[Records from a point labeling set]

%%

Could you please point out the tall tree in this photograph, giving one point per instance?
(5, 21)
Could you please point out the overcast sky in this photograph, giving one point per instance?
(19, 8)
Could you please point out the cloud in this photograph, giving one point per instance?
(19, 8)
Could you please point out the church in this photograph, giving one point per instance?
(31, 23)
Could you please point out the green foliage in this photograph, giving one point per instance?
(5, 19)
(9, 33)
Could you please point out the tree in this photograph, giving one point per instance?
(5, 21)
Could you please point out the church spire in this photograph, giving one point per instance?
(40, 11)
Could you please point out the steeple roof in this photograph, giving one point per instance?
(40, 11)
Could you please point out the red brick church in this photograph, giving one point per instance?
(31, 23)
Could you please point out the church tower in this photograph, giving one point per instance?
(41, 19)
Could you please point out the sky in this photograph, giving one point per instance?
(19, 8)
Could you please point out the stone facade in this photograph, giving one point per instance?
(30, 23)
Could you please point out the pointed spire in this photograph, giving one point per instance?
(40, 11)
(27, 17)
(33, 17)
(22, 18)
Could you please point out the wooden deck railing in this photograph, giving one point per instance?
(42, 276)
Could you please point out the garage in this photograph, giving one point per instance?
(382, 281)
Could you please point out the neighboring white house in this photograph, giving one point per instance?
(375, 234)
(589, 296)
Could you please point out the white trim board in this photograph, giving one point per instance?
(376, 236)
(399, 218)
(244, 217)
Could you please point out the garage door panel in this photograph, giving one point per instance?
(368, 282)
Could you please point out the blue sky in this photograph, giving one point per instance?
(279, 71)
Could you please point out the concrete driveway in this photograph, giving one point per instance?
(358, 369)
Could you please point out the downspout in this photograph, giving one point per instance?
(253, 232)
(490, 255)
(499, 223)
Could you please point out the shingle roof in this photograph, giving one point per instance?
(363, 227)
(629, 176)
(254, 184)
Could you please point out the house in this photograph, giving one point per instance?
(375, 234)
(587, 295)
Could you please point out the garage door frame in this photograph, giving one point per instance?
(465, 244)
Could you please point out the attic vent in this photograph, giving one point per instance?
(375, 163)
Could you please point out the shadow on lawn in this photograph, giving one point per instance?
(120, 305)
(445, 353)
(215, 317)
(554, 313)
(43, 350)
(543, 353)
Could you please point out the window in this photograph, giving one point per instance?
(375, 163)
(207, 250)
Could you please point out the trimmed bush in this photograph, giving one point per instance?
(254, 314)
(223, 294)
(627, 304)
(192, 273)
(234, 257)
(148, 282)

%%

JOB:
Copy out the listing word for word, starting at the line that contains "Could you please point out the trimmed" and continuing through the final line of the listing.

ANSWER TO THE PROBLEM:
Could you please point out the trimmed bush in this photograph, giving one point per instance?
(254, 314)
(223, 294)
(627, 304)
(192, 273)
(234, 257)
(148, 282)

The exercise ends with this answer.